Your copy should hold only the lines from the one holding "# report the" through the last line of the records below, both included, each exact and with no pictures.
:: DATA ::
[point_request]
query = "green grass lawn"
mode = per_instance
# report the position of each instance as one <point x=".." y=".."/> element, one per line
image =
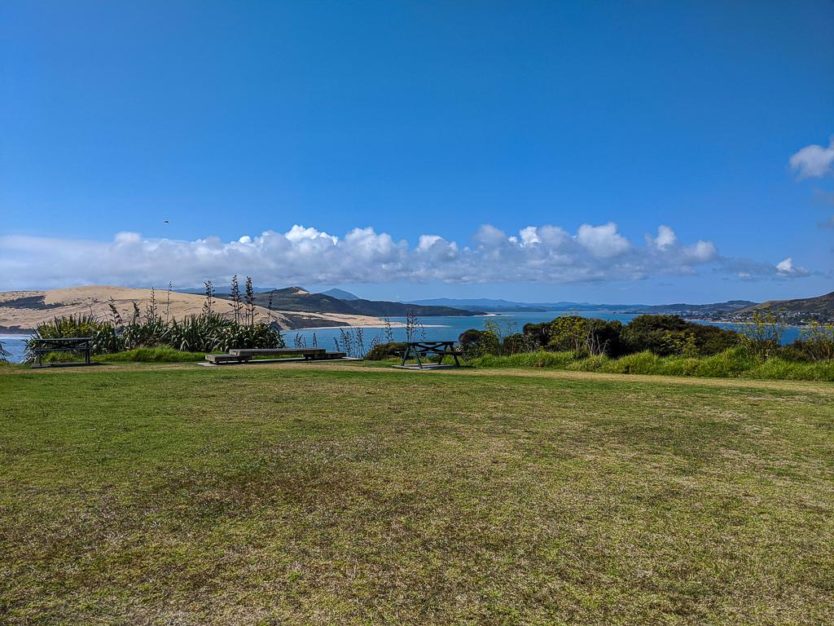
<point x="334" y="493"/>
:::
▶ **FINISHED EXERCISE**
# report the position of each instance as one <point x=".." y=".."/> element, one per line
image =
<point x="334" y="493"/>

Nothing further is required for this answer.